● Available data
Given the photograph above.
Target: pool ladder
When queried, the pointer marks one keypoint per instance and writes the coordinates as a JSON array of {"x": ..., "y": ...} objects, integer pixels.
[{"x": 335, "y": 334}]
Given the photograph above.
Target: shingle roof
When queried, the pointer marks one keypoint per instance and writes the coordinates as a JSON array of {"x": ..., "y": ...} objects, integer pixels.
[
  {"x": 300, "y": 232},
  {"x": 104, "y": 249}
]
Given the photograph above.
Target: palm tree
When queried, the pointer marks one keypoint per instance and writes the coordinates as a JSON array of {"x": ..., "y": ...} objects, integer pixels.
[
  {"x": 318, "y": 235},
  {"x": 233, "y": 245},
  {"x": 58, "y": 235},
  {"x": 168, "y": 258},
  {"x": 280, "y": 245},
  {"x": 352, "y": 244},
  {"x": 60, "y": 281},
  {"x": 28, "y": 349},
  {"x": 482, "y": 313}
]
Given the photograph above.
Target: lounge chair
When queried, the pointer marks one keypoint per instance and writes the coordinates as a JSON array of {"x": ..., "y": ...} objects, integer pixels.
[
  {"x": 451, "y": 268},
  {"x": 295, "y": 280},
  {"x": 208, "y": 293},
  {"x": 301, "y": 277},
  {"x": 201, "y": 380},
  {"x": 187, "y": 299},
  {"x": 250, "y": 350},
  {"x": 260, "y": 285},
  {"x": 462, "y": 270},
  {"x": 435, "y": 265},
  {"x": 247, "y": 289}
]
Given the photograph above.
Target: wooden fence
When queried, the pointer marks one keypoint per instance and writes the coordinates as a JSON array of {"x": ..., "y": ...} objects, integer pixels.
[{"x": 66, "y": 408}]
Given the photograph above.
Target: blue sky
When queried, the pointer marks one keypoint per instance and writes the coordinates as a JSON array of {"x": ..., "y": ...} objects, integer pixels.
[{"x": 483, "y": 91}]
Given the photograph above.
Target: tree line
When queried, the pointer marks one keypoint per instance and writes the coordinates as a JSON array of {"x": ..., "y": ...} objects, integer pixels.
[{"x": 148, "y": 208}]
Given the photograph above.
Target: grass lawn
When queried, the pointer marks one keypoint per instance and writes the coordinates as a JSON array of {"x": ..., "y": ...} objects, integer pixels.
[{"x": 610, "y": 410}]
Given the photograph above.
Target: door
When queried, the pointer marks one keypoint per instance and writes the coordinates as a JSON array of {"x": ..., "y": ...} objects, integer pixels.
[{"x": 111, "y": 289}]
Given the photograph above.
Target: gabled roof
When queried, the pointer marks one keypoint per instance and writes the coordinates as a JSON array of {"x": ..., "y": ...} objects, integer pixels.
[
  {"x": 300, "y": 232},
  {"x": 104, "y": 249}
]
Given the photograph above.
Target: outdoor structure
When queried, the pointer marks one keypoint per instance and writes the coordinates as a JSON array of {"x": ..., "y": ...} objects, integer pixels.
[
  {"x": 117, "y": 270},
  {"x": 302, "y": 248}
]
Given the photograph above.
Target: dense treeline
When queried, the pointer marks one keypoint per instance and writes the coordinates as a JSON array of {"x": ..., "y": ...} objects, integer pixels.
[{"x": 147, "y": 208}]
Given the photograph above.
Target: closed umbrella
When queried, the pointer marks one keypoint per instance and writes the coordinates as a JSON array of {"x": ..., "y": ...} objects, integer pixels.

● Instructions to follow
Can you restate every record above word for word?

● Written answer
Given the photograph above.
Target: pool ladder
When queried, the pointer marks one keypoint per instance and writes the coordinates as a JSON array of {"x": ..., "y": ...} objects, integer pixels.
[{"x": 335, "y": 334}]
Given the photograph above.
Target: shingle roof
When queried, the pointer marks one keypoint per instance and writes the coordinates as a JSON array of {"x": ..., "y": ...} objects, integer pixels.
[
  {"x": 300, "y": 232},
  {"x": 104, "y": 249}
]
Given the photograph above.
Target: palm tree
When queried, the pointer marks one keypoint per instance and writes the coordinates as a JSON array of {"x": ..., "y": ...} objects, integer pixels.
[
  {"x": 318, "y": 235},
  {"x": 233, "y": 245},
  {"x": 58, "y": 235},
  {"x": 168, "y": 258},
  {"x": 280, "y": 245},
  {"x": 352, "y": 244},
  {"x": 60, "y": 281},
  {"x": 28, "y": 349},
  {"x": 482, "y": 313}
]
Given the photograph above.
Target: lounge chair
When queried, the pointer marks one keypoint per instance and writes the coordinates as a JSON array of {"x": ..., "y": ...} objects, integer pixels.
[
  {"x": 451, "y": 268},
  {"x": 295, "y": 280},
  {"x": 208, "y": 293},
  {"x": 301, "y": 277},
  {"x": 201, "y": 380},
  {"x": 187, "y": 299},
  {"x": 250, "y": 350},
  {"x": 260, "y": 285},
  {"x": 462, "y": 270},
  {"x": 435, "y": 265},
  {"x": 247, "y": 289}
]
Given the photograph above.
Target: wooden fence
When queried, the pointer marks one keypoint per instance and writes the coordinates as a JSON array of {"x": ..., "y": ...} objects, integer pixels.
[{"x": 66, "y": 408}]
Given the photograph above.
Target: blue sky
When queried, the pointer marks one keypoint per instance and writes the coordinates as a JSON array of {"x": ..., "y": ...} objects, integer pixels.
[{"x": 483, "y": 91}]
Given the photograph above.
Target: tree line
When queried, the pointer marks one keypoint per instance and writes the coordinates as a JSON array of {"x": ..., "y": ...} objects, integer pixels.
[{"x": 148, "y": 208}]
Given the photograph above.
Target: grass lawn
When queried, the pointer marks one keypoint per instance and writes the coordinates as a JSON array of {"x": ..., "y": ...} objects, integer pixels.
[{"x": 610, "y": 410}]
Given the photograph above.
Target: door
When queried, the pointer marks one keypoint per instance and writes the coordinates as a JSON array of {"x": ..., "y": ...} objects, integer pixels.
[{"x": 111, "y": 289}]
Given the photograph above.
Target: gabled roof
When queried, the pointer marks one keypoint per instance and writes the coordinates as a JSON array of {"x": ..., "y": ...} objects, integer pixels.
[
  {"x": 300, "y": 232},
  {"x": 104, "y": 249}
]
Given the photograph above.
Target: outdoor structure
When queried, the pointer marks one keypoint per instance and writes the coordinates as a JSON array of {"x": ..., "y": ...} objects, integer pixels.
[
  {"x": 117, "y": 270},
  {"x": 302, "y": 248}
]
Given the photograph above.
Target: dense treeline
When queried, the pointer marks one keypoint per instance and writes the coordinates as a JSON array of {"x": ..., "y": ...} objects, integer pixels.
[{"x": 147, "y": 208}]
Given the photograph above.
Target: closed umbrella
When queried, the pointer marks one keypoint per instance and writes the coordinates as a JSON array of {"x": ..., "y": ...} objects, integer pixels.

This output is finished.